_TRY IT:_ Take the records below from their first line through the line holding "out the bare", and set each of those lines down exactly, without pictures.

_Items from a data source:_
* * *
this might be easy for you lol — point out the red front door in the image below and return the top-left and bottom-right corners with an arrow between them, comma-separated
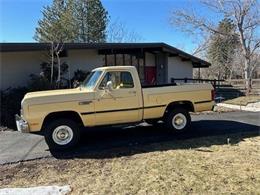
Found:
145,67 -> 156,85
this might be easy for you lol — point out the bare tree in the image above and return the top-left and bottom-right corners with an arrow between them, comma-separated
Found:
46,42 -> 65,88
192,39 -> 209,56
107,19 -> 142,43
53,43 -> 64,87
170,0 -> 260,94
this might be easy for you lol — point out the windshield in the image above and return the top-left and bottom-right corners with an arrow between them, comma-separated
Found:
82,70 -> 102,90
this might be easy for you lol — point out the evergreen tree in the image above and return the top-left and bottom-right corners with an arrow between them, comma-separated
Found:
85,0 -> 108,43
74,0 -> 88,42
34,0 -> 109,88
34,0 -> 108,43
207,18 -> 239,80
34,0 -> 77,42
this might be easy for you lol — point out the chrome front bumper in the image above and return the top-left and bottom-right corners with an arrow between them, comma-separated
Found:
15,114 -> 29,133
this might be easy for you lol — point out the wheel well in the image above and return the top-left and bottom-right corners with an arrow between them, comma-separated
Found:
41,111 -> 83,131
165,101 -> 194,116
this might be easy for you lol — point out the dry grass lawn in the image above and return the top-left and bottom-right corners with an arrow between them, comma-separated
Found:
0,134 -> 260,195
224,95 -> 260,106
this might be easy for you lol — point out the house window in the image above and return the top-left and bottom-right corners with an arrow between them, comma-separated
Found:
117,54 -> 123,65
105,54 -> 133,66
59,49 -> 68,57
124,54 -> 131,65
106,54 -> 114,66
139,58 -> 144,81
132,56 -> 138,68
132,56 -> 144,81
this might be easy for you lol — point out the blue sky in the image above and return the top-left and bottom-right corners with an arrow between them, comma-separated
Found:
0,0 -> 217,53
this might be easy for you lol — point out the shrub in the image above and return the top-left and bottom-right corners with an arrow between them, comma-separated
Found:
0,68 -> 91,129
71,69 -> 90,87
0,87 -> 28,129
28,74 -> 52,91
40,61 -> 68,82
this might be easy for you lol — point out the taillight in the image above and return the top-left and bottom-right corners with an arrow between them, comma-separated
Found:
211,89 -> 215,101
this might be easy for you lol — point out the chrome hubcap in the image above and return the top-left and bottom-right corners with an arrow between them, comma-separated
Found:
* * *
_REPLY:_
this might be easy for you lol — point out the red front door in the image below and return the top-left and bottom-right corners with an arrow between them, comma-separated
Found:
145,67 -> 156,85
this might be easy for you lol — point out the bare tree in the image above and return the top-left and bottom-right corners with an arrow between them, comma-separated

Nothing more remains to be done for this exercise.